━━━━━ Excerpt to read ━━━━━
Acting Chief Financial Officer

Senior Vice President

Controller and Principal Accounting Officer

The NASDAQ OMX Group, Inc.

One Liberty Plaza

New York, NY 10006

April 7, 2011

Via EDGAR

United States Securities and Exchange Commission

Division of Corporation Finance

100 F Street N.E.

Washington, D.C. 20549-6010

 

Attention: Daniel L. Gordon
   Branch Chief

 

Re: The NASDAQ OMX Group, Inc.
   Form 10-K for the Year Ended December 31, 2010
   Filed February 24, 2011

 

   File No. 000-32651

Dear Mr. Gordon:

On behalf of The NASDAQ OMX Group, Inc. (the “Company,” “NASDAQ OMX,” “we” and “our”), set forth below is the response to the comment letter dated March 24, 2011 from the staff of the Division of Corporation Finance of the Securities and Exchange Commission (the “Staff”) relating to our Form 10-K for the year ended December 31, 2010 (the “Form 10-K”). To assist your review, we have included the text of the Staff’s comments below in italics.

Form 10-K

Item 7. Management’s Discussion and Analysis of Financial Condition and Results of Operations, page 45

Non-GAAP Financial Measures, page 77


1. We note that you have adjusted GAAP net income for certain items that you do not believe are representative of your future operating performance due to their non-recurring nature. In that regard, please explain to us why you have included adjustments for asset retirements, workforce reductions, sublease reserves and merger and strategic initiatives, as each of these items have also been recorded within the prior two years. Refer to Item 10(e)(1)(ii)(B) of Regulation S-K and Question 102.03 of Compliance and Disclosure Interpretations: Non-GAAP Financial Measures which can be found at http://www.sec.gov/divisions/corpfin/guidance/nongaapinterp.htm.

We included adjustments for asset retirements, workforce reductions, sublease reserves and merger and strategic initiatives as non-GAAP items since these charges are generally a function of current and prior period acquisition and divestiture transactions, as well as integration activities related to acquisitions, rather than underlying operating activities and core businesses for the periods presented. It is our policy to exclude these types of charges, as well as other significant infrequent charges or gains that are not part of our core business operations and are not consistent with our historical and normal operating performance. We believe this is in line with Question 102.03 of Compliance and Disclosure Interpretations: Non-GAAP Financial Measures, which states that although a charge or gain cannot be described as non-recurring, infrequent or unusual, it does not mean that the registrant cannot adjust for that charge or gain if the registrant believes that such adjustment is appropriate, subject to Regulation G and the other requirements of Item 10(e) of Regulation S-K.

As discussed on page 62 of our Form 10-K, we believe these non-GAAP measures provide greater transparency and a more complete understanding of factors affecting our business than GAAP measures alone when viewed in conjunction with our GAAP results and the accompanying reconciliation. We believe our presentation of these items as non-GAAP adjustments provides investors with greater transparency and supplemental data relating to our financial condition and results of operations. In addition, we believe the presentation of these items is useful to investors for period-to-period comparison of operating results of our core businesses. In addition, our management uses these measures to evaluate operating performance and management decisions made during the reporting period by excluding certain items that we believe have less significance on, or do not impact, the day-to-day performance of our business.
━━━━━
What is asked>
**A.** In the NASDAQ OMX letter, what is the date of the Staff's comment letter that the company is responding to?
**B.** Carry on writing the NASDAQ OMX letter from the point where it stops.
━━━━━ Extracted data ━━━━━
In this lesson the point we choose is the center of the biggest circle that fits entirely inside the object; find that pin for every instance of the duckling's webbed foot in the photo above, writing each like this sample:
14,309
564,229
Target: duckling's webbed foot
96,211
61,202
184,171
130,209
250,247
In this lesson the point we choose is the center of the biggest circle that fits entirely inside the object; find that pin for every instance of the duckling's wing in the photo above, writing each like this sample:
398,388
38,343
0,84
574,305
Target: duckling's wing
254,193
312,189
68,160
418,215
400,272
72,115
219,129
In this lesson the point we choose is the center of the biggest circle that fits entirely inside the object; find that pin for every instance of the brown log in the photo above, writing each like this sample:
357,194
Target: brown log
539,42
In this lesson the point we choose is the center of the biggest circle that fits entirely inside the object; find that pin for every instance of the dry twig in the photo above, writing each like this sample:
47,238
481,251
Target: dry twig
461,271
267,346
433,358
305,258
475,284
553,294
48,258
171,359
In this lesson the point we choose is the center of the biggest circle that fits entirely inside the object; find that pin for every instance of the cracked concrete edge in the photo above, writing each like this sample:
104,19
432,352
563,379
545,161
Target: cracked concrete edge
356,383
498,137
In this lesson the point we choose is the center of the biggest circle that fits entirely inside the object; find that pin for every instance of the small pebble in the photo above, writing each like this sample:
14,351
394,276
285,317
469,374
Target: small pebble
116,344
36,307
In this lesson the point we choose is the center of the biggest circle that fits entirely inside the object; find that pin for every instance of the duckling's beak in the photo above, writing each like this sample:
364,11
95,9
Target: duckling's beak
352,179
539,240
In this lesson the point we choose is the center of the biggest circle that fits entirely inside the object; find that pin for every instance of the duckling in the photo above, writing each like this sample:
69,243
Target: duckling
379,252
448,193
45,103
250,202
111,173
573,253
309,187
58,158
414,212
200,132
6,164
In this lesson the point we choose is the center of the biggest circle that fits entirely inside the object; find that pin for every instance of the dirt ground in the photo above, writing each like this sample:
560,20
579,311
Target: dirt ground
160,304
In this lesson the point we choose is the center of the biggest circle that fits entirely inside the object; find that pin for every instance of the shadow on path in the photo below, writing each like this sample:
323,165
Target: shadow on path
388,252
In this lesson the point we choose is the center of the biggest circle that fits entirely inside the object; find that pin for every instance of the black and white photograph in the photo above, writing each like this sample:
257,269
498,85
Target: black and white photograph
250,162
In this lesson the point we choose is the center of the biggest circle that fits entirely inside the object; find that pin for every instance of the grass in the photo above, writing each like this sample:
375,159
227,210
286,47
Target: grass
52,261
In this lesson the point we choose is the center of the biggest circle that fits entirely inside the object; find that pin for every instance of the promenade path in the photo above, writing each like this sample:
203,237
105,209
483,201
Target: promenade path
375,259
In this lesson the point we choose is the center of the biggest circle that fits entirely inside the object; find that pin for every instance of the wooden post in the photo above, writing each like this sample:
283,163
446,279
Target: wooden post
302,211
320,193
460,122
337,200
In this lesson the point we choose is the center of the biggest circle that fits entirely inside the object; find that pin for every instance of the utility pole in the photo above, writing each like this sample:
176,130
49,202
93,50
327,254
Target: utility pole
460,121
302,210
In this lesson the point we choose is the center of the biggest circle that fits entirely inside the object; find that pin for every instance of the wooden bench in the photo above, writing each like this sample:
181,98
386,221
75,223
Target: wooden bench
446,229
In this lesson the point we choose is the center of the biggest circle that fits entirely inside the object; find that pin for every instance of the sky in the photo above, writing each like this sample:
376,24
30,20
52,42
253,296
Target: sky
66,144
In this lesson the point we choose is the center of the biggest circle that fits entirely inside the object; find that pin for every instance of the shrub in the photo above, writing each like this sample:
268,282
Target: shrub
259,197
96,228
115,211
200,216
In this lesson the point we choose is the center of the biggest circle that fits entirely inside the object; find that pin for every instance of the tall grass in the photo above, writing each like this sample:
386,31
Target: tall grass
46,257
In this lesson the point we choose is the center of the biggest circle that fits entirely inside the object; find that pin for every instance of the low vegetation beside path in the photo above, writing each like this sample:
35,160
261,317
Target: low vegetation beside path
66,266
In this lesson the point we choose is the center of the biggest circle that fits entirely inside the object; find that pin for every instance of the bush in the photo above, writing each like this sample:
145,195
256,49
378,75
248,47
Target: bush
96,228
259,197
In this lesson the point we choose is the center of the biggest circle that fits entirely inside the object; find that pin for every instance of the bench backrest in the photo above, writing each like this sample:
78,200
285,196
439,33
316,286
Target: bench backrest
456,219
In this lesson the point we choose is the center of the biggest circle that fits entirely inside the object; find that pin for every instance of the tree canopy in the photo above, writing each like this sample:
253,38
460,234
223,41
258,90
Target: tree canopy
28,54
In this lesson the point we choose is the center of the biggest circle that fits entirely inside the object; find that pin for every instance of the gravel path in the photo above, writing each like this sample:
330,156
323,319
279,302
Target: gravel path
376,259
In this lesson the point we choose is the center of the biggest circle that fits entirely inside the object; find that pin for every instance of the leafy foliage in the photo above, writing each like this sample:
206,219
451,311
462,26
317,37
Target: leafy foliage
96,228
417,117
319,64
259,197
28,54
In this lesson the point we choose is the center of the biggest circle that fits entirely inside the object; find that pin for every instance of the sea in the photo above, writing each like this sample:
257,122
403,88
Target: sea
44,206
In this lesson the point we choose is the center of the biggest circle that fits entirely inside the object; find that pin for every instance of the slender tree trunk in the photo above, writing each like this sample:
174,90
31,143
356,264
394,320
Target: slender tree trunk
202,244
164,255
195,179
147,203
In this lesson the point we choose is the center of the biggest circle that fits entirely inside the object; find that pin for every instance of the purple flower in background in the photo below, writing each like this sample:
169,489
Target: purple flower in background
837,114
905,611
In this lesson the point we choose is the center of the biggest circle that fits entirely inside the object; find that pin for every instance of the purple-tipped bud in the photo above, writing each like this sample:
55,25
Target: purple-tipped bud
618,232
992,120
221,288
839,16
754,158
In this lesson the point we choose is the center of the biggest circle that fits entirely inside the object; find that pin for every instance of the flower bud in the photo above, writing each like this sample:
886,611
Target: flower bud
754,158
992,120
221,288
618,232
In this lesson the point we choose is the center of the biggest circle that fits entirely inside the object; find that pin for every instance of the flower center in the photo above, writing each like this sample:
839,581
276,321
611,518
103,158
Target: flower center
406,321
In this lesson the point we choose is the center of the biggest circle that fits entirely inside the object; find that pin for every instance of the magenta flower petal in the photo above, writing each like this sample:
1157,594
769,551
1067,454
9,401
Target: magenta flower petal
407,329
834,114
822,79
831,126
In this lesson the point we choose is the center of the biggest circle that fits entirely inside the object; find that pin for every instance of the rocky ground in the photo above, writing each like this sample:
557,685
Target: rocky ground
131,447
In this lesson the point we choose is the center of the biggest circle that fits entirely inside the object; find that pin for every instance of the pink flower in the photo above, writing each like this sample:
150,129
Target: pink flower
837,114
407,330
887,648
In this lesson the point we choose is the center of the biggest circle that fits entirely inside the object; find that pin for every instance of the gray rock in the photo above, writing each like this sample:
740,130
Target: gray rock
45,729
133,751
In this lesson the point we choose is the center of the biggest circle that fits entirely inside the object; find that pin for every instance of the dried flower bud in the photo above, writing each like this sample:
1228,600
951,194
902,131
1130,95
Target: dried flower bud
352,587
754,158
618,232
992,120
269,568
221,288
━━━━━
Task-by-task results>
**A.** March 24, 2011.

**B.**
After our review of Item 10(e)(1)(ii)(B) of Regulation S-K and Question 102.03 of Compliance and Disclosure Interpretations: Non-GAAP Financial Measures, we believe our disclosure should have included more clarifying language to assist the reader in understanding why we included adjustments for asset retirements, workforce reductions, sublease reserves and merger and strategic initiatives as non-GAAP items. In future filings, we will revise our non-GAAP disclosure to include clarifying language that it is our policy to exclude items such as acquisition or divestiture transactions, integration-related activities, and significant infrequent charges or gains. The disclosure will be revised as follows. Passages in italics were changed from the disclosure in our Form 10-K. In addition, words in italics and bracketed were deleted from the disclosure in our Form 10-K.


Non-GAAP Financial Measures

In addition to disclosing results determined in accordance with GAAP, we have also provided non-GAAP net income attributable to NASDAQ OMX and non-GAAP diluted earnings per share. Management uses this non-GAAP information internally, along with GAAP information, in evaluating our performance and in making financial and operational decisions.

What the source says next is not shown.